### DIRECTIONS FOR THIS TASK:
Please repeat every record below exactly as written, but leave out the pictures.

Dataset records:
=== Section Start ===

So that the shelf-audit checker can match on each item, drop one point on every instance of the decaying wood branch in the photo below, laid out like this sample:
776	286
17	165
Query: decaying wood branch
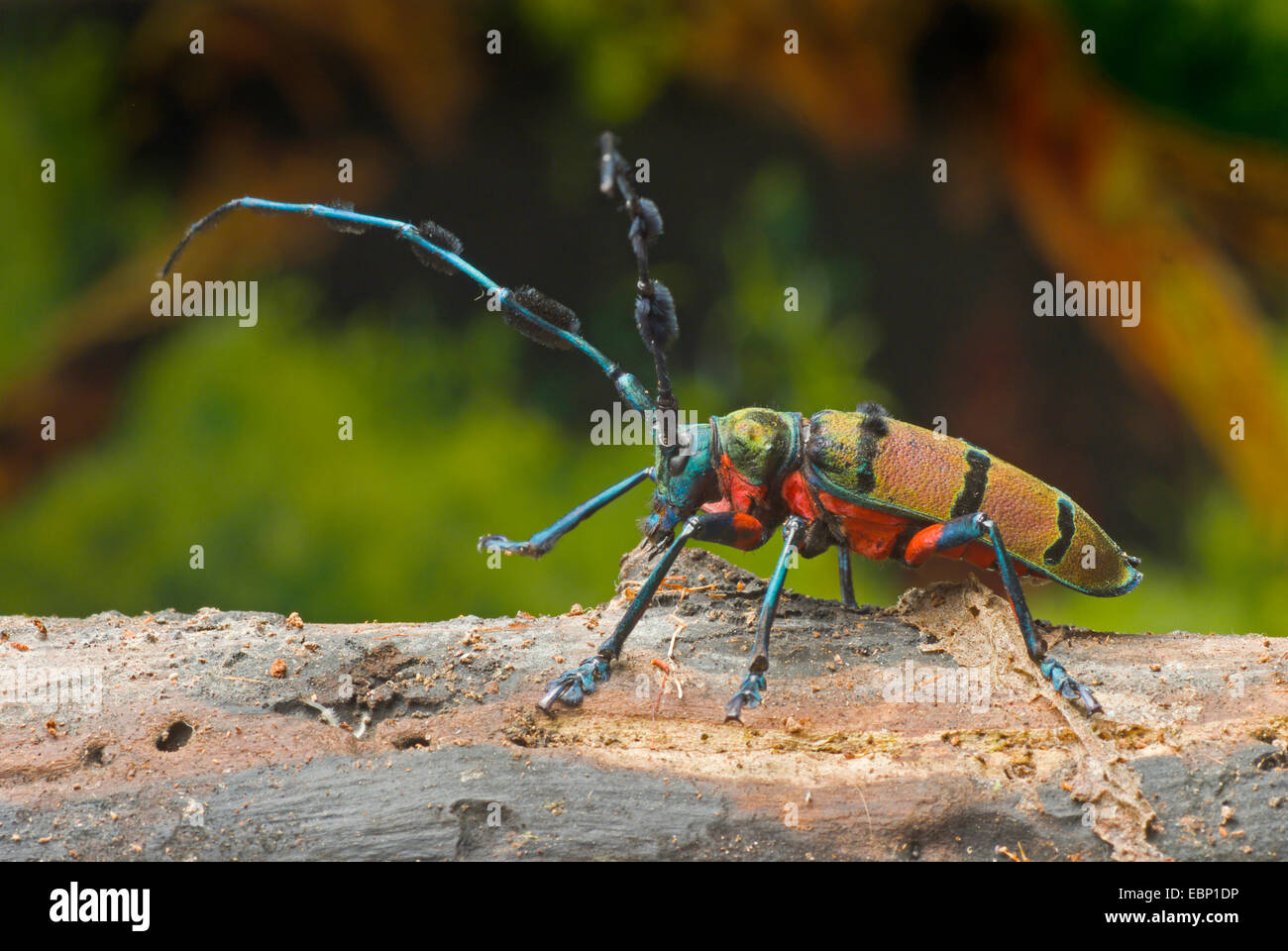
913	732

=== Section End ===

### YOUR SOLUTION:
So that the shelf-audit checker can match on each item, drop one point on every instance of the decaying wood branch in the photo below, laid out like this sample:
776	286
17	165
Query: decaying wood branch
913	732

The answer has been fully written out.